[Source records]
——————————

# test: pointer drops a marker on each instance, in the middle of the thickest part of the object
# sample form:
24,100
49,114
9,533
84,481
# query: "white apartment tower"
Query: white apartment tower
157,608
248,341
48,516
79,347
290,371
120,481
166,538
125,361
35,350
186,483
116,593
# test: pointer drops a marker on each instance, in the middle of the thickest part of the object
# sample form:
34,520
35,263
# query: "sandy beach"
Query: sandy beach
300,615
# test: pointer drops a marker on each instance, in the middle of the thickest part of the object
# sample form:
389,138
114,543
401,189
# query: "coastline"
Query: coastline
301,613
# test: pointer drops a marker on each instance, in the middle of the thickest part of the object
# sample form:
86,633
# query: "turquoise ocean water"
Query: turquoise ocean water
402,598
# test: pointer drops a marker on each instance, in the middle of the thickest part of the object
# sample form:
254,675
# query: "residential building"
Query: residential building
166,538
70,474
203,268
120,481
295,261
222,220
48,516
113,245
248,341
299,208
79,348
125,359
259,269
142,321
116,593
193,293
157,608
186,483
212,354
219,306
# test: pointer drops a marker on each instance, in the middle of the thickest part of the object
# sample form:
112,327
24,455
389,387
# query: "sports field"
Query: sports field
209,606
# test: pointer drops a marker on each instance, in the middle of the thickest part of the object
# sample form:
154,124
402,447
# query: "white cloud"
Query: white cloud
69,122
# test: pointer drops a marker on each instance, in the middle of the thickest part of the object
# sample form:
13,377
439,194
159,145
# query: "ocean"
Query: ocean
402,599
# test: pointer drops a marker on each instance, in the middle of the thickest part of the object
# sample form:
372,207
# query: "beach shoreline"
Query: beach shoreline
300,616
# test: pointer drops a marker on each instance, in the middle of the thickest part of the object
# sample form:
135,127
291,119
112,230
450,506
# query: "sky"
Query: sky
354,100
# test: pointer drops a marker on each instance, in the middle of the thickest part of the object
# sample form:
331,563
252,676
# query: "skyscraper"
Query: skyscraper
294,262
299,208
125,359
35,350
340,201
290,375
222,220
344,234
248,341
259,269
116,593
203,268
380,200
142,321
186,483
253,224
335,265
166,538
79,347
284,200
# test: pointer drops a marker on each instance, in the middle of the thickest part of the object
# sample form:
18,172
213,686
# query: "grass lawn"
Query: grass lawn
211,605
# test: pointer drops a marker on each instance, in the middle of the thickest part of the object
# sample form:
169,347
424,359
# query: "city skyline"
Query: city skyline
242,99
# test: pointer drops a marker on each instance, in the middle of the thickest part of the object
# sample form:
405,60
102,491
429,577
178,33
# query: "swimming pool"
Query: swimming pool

——————————

YOUR OBJECTIVE
Could you copy every record above exactly as written?

SOLUTION TO THIS TASK
# test: pointer drops a marker on each instance, in the middle of the thickest part of the object
# sample form:
24,100
49,114
9,533
84,481
# query: "white apartment tower"
Query: white apartment tower
157,608
248,341
48,516
79,347
290,371
120,481
166,538
125,361
35,350
186,483
116,593
# test: pointer drops a marker on each instance, in the middle of the thickest part of the object
# sample form:
34,520
35,263
# query: "sandy beach"
Query: sandy beach
300,615
# test: pointer drops a marker on each instance, in the middle of the thickest part of the object
# sample form:
389,138
114,543
401,189
# query: "coastline"
Query: coastline
301,613
# test: pointer drops a marker on each instance, in the middle of the thickest part of the object
# sample form:
86,633
# query: "turquoise ocean water"
Query: turquoise ocean water
402,598
# test: pointer drops a marker on each instance, in the middle of the thickest part of the object
# sample form:
254,675
# query: "residential building"
Query: residential building
166,538
70,474
203,268
120,481
295,261
222,220
48,516
113,245
248,341
299,208
79,348
125,359
259,269
142,321
116,593
193,293
157,608
186,483
212,354
219,306
# test: pointer drops a marker on each instance, in the middle of the thickest part of the object
# sample form:
112,327
24,455
389,387
# query: "sports field"
Query: sports field
209,606
# test: pointer drops a marker on each instance, in the middle of the thickest part of the object
# sample form:
154,124
402,447
# query: "white cloud"
Query: white cloud
69,122
# test: pointer drops a marker on each instance, in the middle of the thickest part of the object
# sample form:
13,377
439,194
159,145
# query: "ocean"
Query: ocean
402,599
# test: pointer drops a marker on each instance, in the middle of the thickest part of the object
# sample form:
372,207
# query: "beach shoreline"
Query: beach shoreline
300,616
# test: pointer drops a marker on each instance, in the middle of the thickest part of the object
# sample form:
135,127
291,119
112,230
450,506
# query: "sky"
Query: sky
354,100
# test: pointer drops a marker on each instance, in the middle of the thickest part of the object
# sample form:
331,563
252,676
# query: "skyscraper"
Query: skyscraper
294,262
299,208
125,359
35,350
340,201
290,375
222,220
344,234
248,341
259,269
116,593
203,268
380,200
142,321
186,483
253,224
335,265
166,538
79,347
284,200
# test: pointer drops a marker on each instance, in the middle of the thickest part of the object
# sample form:
18,172
213,686
# query: "grass lawn"
Query: grass lawn
211,605
# test: pointer drops a marker on each instance, in the middle of the thickest part of the object
# sample form:
169,347
424,359
# query: "city skyline"
Query: city skyline
242,99
# test: pointer drops a marker on each instance, in the middle of the thickest part of the object
# sample form:
405,60
102,491
429,577
178,33
# query: "swimming pool"
Query: swimming pool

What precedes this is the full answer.